Instructions to follow>
Reproduce only the lines from the line containing "of the cream" to the end of the entries below, including both of those lines.

-- Start Supplied material --

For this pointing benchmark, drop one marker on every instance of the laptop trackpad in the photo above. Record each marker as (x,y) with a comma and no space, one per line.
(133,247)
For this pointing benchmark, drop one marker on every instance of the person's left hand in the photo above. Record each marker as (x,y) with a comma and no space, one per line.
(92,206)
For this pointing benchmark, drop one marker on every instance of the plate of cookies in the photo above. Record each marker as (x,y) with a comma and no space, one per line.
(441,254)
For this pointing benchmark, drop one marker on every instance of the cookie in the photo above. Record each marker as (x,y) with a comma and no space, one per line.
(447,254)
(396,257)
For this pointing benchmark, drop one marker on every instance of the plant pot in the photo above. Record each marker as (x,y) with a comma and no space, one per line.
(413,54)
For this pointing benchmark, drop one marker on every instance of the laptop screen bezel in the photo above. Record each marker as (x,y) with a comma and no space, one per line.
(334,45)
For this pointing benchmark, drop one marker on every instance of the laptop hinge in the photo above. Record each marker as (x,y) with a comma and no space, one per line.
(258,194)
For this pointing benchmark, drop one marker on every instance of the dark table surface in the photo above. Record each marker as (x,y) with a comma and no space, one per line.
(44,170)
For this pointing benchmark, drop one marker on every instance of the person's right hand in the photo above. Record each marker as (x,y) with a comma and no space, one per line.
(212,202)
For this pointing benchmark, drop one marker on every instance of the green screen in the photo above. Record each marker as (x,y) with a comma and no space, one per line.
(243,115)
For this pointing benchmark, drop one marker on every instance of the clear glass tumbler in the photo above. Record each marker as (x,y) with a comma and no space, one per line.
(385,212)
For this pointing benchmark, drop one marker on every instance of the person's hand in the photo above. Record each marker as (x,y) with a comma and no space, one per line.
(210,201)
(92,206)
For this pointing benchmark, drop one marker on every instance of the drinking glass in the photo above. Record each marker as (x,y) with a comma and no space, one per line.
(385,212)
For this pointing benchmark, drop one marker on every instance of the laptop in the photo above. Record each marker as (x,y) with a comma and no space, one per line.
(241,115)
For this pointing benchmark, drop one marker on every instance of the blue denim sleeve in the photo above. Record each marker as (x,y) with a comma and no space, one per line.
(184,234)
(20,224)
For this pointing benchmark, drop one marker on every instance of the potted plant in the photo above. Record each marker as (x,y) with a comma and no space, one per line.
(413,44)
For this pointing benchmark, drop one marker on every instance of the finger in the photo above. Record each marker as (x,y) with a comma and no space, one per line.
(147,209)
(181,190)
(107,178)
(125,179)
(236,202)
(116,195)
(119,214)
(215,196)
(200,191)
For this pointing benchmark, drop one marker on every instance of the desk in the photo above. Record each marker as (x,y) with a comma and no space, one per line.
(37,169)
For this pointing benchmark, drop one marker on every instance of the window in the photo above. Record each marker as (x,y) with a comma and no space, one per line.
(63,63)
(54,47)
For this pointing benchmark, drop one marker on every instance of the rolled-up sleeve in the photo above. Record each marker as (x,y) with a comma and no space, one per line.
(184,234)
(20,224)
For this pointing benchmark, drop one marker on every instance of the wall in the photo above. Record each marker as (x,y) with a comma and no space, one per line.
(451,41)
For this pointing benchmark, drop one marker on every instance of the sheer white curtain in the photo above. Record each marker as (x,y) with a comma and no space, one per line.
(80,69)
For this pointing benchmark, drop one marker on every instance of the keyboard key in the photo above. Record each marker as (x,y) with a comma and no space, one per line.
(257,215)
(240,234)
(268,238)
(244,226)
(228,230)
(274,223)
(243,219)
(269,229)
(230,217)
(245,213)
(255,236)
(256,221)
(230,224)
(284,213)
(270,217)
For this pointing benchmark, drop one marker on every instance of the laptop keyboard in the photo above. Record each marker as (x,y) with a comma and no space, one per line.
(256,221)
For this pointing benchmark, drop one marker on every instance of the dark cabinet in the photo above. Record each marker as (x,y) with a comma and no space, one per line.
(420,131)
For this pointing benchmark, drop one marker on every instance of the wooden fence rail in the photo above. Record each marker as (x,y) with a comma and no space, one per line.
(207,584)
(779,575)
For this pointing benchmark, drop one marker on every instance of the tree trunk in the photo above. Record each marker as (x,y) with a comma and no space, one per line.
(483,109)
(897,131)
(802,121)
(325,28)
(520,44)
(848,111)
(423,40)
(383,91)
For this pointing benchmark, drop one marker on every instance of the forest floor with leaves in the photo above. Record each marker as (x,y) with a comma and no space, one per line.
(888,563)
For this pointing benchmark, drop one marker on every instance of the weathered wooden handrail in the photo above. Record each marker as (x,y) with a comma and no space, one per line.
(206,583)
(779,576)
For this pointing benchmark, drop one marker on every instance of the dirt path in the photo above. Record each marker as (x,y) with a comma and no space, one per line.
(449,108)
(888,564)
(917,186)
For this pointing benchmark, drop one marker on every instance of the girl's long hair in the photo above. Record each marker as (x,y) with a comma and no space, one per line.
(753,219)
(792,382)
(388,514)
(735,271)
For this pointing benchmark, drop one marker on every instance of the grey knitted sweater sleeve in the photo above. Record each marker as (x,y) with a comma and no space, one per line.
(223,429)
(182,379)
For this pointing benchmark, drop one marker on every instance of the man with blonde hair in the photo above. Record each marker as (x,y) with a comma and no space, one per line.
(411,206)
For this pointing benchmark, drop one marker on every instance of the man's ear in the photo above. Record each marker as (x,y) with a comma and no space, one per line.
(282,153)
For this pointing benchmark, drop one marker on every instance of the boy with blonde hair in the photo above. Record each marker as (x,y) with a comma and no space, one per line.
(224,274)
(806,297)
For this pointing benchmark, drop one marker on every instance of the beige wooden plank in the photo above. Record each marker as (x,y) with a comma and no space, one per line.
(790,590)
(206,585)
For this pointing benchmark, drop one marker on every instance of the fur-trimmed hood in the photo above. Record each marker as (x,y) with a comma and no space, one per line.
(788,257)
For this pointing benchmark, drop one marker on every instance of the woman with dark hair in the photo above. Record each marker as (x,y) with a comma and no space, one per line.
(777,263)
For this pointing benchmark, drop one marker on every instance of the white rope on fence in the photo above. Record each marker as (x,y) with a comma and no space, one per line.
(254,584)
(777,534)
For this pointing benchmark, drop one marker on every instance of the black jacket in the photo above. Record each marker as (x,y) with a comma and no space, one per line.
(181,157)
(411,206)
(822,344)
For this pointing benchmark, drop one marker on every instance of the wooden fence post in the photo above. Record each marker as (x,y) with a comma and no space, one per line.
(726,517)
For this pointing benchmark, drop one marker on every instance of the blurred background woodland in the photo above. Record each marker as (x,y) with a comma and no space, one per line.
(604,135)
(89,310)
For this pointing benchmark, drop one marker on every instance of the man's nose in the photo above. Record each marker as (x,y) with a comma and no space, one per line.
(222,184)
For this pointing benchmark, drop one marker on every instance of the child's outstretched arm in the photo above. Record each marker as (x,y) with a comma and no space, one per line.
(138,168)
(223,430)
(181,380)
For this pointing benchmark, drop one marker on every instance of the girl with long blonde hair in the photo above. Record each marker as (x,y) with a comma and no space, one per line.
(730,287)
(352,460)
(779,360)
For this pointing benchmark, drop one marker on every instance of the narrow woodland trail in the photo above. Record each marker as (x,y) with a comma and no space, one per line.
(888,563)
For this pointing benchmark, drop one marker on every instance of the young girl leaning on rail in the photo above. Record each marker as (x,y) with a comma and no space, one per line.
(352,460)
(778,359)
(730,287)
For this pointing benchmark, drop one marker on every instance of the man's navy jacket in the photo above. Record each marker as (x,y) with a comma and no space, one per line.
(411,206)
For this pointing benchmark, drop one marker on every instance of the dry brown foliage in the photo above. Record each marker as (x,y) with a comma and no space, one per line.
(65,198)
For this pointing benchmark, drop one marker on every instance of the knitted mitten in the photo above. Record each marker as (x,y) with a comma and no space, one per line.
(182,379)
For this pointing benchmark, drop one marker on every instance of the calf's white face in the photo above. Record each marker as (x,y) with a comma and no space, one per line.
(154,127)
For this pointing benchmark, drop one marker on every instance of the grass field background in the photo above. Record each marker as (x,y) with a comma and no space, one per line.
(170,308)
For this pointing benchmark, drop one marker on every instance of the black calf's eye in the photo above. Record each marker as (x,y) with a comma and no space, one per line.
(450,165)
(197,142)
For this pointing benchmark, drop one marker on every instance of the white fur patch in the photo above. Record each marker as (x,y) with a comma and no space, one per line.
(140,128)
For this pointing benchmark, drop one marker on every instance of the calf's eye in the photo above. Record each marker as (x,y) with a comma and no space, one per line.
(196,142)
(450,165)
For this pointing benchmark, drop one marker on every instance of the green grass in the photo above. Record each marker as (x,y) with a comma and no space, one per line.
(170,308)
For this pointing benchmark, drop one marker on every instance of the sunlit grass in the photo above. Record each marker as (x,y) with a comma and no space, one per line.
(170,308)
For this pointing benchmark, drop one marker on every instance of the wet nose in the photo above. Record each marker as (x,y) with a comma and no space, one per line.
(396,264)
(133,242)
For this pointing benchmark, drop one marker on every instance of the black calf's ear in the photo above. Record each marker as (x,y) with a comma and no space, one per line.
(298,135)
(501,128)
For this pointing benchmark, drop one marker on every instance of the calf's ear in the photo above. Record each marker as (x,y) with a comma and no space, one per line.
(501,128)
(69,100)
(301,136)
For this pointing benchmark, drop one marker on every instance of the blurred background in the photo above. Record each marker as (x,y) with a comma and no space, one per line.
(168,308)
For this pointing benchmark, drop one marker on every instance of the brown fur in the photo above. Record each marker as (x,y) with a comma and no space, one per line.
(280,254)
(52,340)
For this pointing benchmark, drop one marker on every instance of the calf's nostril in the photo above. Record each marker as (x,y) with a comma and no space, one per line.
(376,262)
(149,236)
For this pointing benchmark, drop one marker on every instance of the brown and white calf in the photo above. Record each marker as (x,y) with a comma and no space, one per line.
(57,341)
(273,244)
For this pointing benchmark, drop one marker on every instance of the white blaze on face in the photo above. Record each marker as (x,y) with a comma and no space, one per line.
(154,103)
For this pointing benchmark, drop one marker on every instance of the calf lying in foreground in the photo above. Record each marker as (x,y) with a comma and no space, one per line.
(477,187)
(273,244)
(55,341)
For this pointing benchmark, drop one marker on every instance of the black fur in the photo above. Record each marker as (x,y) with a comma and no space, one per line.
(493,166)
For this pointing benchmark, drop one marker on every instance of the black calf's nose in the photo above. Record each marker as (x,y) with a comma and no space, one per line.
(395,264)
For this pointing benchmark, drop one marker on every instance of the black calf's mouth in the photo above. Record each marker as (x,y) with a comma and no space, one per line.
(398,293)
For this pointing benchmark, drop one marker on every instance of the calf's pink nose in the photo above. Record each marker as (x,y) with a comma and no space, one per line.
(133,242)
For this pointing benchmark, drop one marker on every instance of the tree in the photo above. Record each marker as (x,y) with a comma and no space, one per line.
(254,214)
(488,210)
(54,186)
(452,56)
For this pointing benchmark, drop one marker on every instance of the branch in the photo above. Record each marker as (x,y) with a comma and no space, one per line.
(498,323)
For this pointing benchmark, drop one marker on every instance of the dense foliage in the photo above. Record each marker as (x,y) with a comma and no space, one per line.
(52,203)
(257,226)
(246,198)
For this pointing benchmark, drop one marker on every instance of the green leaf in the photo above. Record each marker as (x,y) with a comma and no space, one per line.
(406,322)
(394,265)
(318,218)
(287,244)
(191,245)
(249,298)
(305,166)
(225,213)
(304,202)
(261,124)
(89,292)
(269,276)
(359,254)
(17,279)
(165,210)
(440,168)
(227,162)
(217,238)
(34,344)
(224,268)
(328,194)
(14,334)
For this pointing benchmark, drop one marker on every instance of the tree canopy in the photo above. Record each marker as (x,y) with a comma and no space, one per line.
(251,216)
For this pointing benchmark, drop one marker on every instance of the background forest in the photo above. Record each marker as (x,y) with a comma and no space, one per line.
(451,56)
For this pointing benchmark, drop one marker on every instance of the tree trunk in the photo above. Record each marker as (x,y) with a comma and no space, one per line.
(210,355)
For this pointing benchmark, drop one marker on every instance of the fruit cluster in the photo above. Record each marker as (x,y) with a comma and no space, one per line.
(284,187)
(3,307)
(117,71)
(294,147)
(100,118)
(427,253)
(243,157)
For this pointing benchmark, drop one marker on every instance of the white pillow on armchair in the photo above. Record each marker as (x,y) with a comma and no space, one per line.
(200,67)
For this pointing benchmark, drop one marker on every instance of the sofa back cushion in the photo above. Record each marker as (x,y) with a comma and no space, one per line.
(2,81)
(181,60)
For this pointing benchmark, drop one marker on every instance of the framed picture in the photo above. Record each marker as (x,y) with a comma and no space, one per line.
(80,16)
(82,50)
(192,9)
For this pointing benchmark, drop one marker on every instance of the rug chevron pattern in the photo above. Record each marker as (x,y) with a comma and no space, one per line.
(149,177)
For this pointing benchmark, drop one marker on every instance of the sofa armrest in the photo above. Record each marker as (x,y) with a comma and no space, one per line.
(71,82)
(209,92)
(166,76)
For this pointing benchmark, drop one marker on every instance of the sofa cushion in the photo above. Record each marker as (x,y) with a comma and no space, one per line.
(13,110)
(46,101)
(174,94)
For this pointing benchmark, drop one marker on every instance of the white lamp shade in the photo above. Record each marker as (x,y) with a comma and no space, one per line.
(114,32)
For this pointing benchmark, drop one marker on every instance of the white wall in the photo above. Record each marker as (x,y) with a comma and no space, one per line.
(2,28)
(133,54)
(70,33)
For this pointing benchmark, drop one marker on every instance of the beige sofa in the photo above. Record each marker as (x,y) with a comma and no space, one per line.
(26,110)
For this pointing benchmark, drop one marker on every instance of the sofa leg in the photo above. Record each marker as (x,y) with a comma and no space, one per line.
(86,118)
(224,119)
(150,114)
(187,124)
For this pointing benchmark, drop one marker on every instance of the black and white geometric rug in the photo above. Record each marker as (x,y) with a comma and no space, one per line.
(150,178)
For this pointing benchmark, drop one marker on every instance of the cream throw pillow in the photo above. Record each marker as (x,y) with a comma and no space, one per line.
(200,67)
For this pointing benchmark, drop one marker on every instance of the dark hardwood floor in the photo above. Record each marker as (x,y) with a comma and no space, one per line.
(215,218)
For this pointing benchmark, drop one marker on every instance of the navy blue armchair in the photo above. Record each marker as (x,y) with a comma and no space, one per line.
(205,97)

-- End Supplied material --

Problem solution>
For this pointing benchmark, drop one marker on every instance of the cream throw pillow in the photo above. Record each marker as (x,y) with a comma and no space, one per line.
(200,67)
For this pointing benchmark, drop one marker on every instance of the dark hardwood floor in the photo above. Record each marker as (x,y) with a comma and no space, one per line.
(215,218)
For this pointing benchmark, drop one marker on every instance of the navy blue armchair in the photo above. Record each marker as (x,y) with a comma and no space, one per line.
(205,97)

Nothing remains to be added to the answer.